Directive
Emit the line that holds "Mark the green leafy" and all lines following it through the end of the data, verbatim, and nothing else.

Working data

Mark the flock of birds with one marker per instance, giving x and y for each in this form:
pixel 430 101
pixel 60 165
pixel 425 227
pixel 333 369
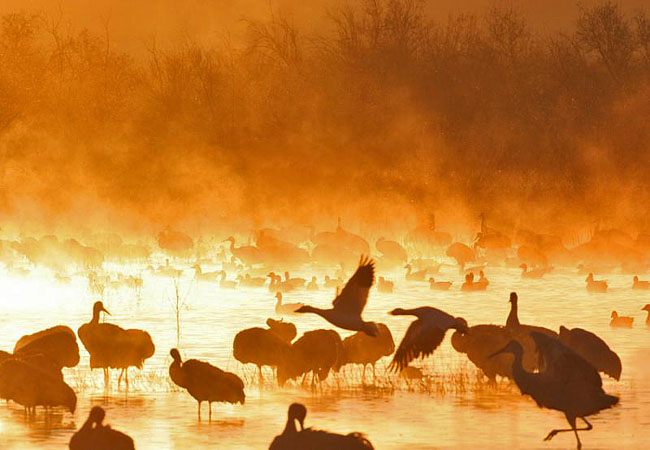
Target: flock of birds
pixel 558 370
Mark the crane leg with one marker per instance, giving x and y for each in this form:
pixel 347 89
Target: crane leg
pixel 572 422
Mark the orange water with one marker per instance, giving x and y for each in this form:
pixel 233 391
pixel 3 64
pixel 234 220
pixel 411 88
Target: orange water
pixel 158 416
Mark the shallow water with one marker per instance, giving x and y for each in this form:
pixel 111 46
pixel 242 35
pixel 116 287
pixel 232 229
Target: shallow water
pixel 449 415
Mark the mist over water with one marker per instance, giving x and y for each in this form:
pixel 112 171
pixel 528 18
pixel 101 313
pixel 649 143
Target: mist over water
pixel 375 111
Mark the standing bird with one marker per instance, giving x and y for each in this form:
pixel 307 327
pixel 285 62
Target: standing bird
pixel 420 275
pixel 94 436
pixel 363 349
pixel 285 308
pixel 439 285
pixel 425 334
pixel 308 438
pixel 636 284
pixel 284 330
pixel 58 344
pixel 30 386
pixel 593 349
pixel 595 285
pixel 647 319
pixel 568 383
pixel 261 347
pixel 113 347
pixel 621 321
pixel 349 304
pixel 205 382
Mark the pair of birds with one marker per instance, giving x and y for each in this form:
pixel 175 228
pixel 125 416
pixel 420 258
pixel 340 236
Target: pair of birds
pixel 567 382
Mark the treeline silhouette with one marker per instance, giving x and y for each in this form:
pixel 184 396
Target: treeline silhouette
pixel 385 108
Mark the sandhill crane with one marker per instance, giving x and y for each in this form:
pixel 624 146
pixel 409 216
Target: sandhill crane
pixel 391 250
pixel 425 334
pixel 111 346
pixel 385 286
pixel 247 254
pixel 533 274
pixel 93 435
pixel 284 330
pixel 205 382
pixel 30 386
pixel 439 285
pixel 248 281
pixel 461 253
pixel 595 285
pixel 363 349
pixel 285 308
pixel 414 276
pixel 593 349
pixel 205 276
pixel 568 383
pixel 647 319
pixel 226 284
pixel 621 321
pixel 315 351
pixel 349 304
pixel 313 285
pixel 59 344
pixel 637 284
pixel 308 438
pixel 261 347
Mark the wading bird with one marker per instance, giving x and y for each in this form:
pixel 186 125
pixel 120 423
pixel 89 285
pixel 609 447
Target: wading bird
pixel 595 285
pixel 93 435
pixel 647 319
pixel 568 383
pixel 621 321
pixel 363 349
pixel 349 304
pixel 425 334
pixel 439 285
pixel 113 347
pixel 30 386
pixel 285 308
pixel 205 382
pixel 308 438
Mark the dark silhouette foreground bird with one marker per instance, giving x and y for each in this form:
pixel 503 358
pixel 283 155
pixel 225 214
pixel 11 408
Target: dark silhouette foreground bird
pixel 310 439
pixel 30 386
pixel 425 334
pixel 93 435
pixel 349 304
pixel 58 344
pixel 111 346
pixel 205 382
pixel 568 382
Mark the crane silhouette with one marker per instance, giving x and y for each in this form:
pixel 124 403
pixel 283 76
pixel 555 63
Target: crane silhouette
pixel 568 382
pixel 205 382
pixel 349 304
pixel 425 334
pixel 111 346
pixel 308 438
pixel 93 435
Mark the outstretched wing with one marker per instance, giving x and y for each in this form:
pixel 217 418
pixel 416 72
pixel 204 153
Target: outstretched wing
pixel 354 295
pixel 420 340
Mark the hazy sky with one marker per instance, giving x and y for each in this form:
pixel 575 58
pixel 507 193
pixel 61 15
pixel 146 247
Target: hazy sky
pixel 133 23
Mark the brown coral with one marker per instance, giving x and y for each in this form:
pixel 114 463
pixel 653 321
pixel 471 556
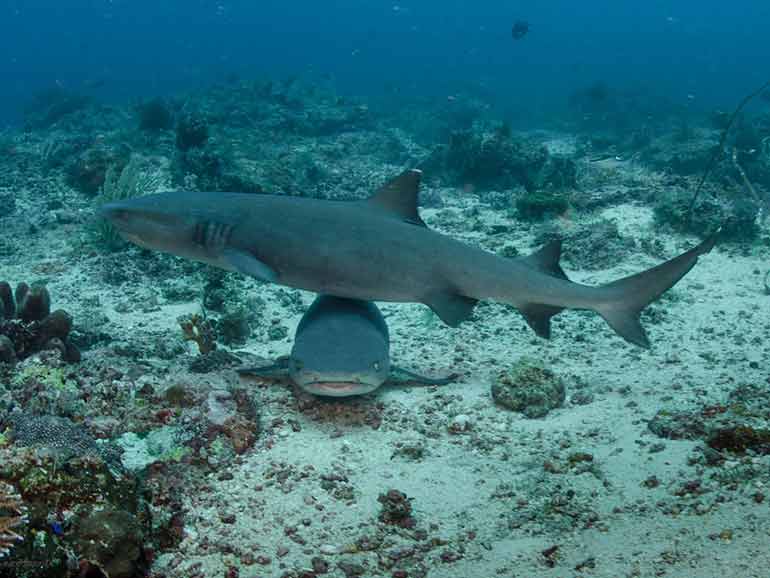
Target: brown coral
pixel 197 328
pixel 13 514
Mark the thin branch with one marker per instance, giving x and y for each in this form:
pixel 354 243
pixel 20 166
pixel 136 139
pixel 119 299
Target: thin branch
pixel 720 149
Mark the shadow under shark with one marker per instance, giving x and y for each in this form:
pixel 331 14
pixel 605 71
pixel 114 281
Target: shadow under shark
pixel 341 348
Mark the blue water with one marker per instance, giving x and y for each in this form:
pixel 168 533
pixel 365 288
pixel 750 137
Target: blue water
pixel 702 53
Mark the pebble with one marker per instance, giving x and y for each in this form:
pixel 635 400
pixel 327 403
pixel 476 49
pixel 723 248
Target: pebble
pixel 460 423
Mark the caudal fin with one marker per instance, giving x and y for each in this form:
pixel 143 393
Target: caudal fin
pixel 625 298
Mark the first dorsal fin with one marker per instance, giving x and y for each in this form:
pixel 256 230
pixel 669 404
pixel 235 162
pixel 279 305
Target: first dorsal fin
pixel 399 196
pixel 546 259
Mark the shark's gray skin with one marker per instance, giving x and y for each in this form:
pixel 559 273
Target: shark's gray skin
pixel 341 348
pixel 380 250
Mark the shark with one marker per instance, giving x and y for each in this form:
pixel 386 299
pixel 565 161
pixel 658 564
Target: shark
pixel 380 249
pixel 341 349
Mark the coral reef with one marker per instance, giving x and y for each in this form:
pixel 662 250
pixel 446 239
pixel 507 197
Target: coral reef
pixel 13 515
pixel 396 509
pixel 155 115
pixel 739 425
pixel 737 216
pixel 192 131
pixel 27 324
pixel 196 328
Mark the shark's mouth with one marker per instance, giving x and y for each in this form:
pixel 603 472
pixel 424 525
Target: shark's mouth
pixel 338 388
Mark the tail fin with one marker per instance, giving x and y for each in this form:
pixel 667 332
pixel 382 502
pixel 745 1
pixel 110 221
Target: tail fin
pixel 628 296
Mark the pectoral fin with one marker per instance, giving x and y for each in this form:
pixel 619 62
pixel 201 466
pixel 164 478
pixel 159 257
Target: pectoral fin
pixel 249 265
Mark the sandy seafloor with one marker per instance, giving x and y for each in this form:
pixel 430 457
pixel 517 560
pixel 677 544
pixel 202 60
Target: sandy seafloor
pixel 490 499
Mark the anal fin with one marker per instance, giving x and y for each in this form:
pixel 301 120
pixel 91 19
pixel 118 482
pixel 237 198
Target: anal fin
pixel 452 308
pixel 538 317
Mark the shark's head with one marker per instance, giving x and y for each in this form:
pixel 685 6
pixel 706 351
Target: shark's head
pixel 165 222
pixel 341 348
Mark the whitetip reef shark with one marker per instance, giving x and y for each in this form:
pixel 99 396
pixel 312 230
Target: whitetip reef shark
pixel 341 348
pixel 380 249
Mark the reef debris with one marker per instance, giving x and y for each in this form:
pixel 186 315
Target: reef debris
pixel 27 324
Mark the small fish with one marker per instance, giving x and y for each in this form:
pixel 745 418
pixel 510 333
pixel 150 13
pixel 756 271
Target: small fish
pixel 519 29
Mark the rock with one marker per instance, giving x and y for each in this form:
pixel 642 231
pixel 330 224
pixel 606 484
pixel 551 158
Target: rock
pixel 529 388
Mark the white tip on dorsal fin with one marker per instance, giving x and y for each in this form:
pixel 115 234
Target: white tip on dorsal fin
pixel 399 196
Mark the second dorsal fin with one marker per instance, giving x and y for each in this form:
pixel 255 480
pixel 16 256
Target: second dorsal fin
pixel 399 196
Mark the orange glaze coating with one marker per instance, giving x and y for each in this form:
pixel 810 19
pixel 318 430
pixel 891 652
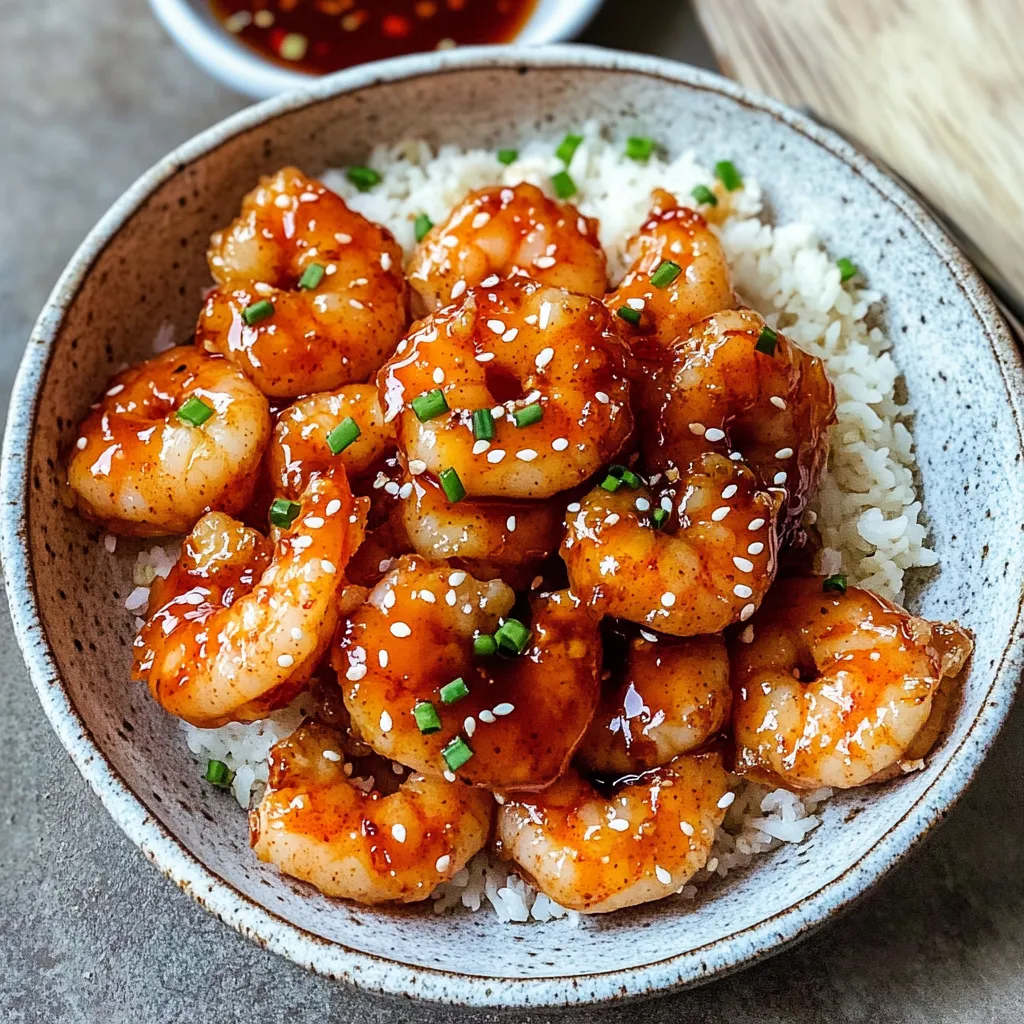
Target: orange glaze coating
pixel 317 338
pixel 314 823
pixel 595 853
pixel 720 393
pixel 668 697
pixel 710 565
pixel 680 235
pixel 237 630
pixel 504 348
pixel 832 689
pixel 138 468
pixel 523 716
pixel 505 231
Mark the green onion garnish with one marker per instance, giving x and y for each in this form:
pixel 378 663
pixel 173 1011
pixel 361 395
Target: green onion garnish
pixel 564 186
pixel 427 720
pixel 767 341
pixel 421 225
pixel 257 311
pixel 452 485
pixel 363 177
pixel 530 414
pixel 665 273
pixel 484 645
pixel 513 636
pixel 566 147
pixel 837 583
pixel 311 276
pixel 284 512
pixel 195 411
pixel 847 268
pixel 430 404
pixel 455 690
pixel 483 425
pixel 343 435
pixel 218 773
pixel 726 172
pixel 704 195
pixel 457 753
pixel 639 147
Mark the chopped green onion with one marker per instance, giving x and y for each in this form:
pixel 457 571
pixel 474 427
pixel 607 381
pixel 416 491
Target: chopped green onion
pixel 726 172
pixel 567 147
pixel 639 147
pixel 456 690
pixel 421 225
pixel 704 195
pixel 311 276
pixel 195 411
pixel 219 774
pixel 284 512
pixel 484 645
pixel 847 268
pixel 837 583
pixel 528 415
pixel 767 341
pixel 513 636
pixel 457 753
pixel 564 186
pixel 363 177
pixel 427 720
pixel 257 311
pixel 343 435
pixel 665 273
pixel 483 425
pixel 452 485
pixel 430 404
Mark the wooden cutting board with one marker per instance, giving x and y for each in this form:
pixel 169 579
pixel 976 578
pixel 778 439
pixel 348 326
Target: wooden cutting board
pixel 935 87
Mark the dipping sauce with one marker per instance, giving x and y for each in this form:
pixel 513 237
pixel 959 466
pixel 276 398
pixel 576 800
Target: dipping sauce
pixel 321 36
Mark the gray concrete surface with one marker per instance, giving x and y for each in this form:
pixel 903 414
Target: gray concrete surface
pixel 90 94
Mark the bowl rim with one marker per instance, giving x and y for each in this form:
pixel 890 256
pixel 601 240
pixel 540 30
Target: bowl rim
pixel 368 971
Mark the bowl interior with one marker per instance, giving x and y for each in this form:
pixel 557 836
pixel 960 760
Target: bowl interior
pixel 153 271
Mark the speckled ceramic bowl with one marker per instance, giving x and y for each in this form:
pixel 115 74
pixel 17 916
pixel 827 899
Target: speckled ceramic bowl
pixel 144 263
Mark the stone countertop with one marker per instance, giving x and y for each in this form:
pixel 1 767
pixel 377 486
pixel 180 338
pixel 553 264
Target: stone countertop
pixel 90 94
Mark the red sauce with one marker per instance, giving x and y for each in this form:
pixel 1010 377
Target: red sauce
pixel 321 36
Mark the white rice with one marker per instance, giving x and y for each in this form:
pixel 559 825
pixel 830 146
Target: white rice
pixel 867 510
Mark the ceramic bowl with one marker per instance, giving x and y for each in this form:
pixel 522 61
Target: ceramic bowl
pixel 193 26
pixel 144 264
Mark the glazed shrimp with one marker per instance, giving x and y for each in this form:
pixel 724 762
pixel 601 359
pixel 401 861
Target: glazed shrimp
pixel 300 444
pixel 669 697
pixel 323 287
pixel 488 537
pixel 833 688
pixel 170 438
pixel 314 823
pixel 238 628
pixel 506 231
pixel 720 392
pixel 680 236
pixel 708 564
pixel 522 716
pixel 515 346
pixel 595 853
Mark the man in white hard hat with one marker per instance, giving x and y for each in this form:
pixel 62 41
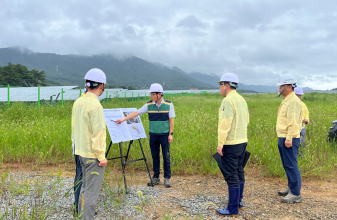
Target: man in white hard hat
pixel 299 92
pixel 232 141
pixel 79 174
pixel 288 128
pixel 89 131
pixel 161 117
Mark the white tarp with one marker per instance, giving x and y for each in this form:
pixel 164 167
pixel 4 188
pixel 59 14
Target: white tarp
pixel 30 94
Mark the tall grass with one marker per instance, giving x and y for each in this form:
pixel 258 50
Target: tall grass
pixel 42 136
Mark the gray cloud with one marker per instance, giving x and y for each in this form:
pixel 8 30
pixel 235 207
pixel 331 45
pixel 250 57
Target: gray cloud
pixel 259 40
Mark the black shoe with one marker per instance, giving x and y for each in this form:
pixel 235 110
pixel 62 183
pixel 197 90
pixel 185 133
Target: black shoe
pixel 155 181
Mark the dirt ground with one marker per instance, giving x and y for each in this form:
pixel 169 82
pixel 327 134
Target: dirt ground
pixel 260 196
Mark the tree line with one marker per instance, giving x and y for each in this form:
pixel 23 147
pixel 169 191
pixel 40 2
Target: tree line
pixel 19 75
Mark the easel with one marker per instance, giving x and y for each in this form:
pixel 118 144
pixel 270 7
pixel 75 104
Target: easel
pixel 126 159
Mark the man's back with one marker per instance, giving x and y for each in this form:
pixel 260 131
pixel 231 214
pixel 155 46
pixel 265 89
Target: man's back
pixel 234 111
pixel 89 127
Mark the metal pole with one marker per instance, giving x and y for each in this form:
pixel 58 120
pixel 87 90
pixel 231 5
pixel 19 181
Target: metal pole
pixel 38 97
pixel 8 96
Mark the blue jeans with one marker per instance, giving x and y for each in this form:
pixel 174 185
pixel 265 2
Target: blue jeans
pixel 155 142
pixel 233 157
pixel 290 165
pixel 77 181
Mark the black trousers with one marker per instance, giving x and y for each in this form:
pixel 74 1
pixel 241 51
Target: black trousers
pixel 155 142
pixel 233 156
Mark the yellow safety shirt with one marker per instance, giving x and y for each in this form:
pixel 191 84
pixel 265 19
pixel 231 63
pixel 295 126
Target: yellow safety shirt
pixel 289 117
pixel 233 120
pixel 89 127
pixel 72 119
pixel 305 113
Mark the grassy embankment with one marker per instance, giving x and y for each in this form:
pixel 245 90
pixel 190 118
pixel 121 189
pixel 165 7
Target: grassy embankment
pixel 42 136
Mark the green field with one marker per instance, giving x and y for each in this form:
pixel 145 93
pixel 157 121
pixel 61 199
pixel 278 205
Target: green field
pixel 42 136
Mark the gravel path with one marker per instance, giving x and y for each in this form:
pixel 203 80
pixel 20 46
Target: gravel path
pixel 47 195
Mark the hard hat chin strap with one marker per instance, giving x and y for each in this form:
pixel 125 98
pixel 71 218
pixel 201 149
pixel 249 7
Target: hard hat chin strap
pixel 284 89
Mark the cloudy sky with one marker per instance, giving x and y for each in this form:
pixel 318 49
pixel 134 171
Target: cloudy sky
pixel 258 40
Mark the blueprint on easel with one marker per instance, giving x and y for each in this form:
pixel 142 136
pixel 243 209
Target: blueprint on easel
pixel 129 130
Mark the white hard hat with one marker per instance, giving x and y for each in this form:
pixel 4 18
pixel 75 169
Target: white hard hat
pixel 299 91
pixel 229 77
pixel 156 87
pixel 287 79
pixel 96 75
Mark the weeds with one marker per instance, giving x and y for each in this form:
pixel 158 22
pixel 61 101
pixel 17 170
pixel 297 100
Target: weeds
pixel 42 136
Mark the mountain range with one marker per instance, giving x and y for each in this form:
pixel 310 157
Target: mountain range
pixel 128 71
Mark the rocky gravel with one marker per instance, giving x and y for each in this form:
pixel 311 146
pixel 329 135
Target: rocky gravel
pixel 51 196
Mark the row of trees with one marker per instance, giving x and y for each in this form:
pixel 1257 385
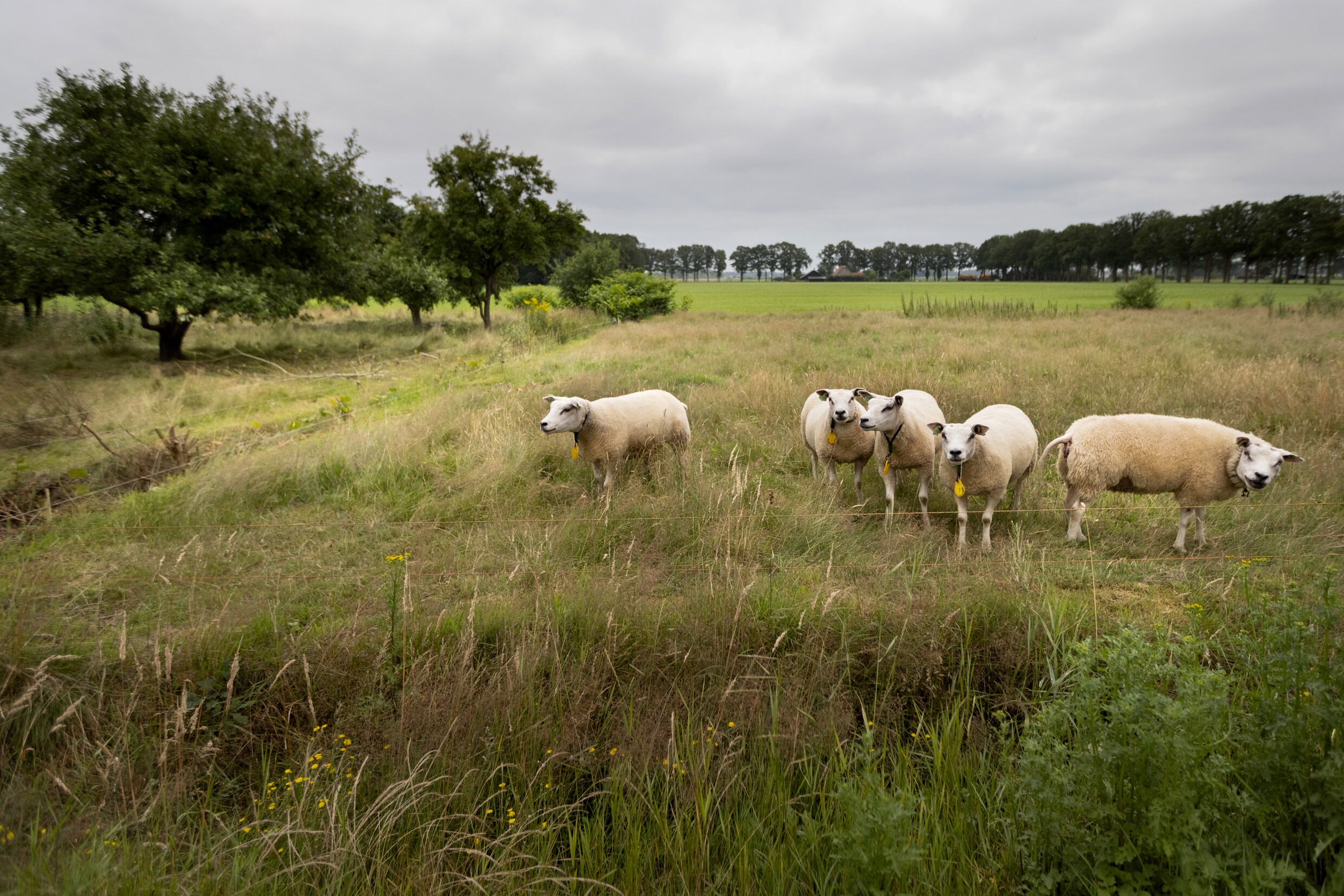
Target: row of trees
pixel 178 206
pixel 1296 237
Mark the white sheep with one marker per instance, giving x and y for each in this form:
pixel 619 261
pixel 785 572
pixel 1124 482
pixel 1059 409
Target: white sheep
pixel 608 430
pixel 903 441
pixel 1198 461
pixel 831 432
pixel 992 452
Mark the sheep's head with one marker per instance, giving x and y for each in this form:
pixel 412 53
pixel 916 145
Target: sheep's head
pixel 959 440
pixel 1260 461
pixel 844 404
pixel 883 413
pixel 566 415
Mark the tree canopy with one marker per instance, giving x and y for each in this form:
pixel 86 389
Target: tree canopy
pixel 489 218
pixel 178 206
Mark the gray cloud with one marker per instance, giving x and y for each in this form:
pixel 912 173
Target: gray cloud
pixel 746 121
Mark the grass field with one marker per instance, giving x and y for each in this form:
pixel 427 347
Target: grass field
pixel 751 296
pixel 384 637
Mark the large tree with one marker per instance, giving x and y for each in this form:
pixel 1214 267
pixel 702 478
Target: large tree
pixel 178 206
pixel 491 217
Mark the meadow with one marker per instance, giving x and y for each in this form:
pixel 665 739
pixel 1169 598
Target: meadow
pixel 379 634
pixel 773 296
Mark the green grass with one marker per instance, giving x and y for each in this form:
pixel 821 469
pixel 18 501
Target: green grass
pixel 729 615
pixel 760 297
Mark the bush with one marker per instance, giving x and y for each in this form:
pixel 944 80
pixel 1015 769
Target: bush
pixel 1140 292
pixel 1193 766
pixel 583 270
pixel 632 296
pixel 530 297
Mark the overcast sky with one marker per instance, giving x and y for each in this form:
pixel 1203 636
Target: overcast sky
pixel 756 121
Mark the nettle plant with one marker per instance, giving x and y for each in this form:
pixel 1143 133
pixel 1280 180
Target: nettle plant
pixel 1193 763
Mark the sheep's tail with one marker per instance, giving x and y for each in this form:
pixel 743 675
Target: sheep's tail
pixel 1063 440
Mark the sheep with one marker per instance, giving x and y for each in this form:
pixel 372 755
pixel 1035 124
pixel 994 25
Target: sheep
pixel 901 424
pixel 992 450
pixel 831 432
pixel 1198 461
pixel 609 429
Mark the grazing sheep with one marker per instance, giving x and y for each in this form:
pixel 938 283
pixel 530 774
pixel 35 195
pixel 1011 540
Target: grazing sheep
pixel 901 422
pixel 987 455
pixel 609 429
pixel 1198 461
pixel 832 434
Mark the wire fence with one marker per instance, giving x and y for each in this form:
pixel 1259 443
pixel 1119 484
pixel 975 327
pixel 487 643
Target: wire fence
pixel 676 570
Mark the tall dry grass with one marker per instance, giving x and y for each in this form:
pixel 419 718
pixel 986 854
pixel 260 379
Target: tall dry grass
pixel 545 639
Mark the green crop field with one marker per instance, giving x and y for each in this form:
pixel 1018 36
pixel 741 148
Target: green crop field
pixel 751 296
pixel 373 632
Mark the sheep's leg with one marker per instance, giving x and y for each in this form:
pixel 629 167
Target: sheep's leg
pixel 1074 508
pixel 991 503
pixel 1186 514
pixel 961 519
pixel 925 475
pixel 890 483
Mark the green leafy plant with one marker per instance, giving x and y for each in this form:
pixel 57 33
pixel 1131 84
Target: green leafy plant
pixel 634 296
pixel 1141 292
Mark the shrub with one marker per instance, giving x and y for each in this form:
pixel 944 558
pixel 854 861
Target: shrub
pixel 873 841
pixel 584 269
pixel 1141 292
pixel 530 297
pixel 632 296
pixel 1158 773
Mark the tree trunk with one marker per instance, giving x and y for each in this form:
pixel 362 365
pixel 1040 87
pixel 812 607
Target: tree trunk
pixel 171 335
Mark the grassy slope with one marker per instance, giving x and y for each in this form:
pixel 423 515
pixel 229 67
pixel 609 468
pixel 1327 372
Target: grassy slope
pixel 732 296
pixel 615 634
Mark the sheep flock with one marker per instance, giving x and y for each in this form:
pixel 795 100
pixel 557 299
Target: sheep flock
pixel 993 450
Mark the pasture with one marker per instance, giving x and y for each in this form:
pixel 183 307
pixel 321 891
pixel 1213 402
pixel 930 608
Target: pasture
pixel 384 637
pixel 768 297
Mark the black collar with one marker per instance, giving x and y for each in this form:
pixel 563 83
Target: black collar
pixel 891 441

Solved problem
Mark the green leafy plant with one marker per instance, giving x and y for each in this form:
pixel 57 33
pixel 1131 84
Target: green leafy plant
pixel 634 296
pixel 1141 292
Mark the shrub with one marker per instance, giving x and y for each in this form:
pixel 944 558
pixel 854 861
Target: shrub
pixel 873 841
pixel 584 269
pixel 1141 292
pixel 530 297
pixel 632 296
pixel 1158 773
Mark the tree trunk with one marker per instance, giving x and y for each in this form:
pixel 362 365
pixel 1040 87
pixel 812 607
Target: tree trunk
pixel 171 335
Mark the grassy slope with one marker per instance, giving x and y for each in this form:
pixel 423 515
pixel 229 67
pixel 609 468
pixel 1327 372
Target: grassy slope
pixel 732 296
pixel 615 634
Mark the sheep flock with one marker per instance, giving x and y for each in this form:
pixel 795 100
pixel 557 299
Target: sheep flock
pixel 993 450
Mark the pasture with one marker per instance, giving x and y for each in this form:
pixel 183 307
pixel 321 891
pixel 1213 402
pixel 930 608
Target: pasture
pixel 384 637
pixel 768 297
Mark the black collar with one marker per instance, giving x and y for each in this form:
pixel 563 83
Target: black collar
pixel 891 441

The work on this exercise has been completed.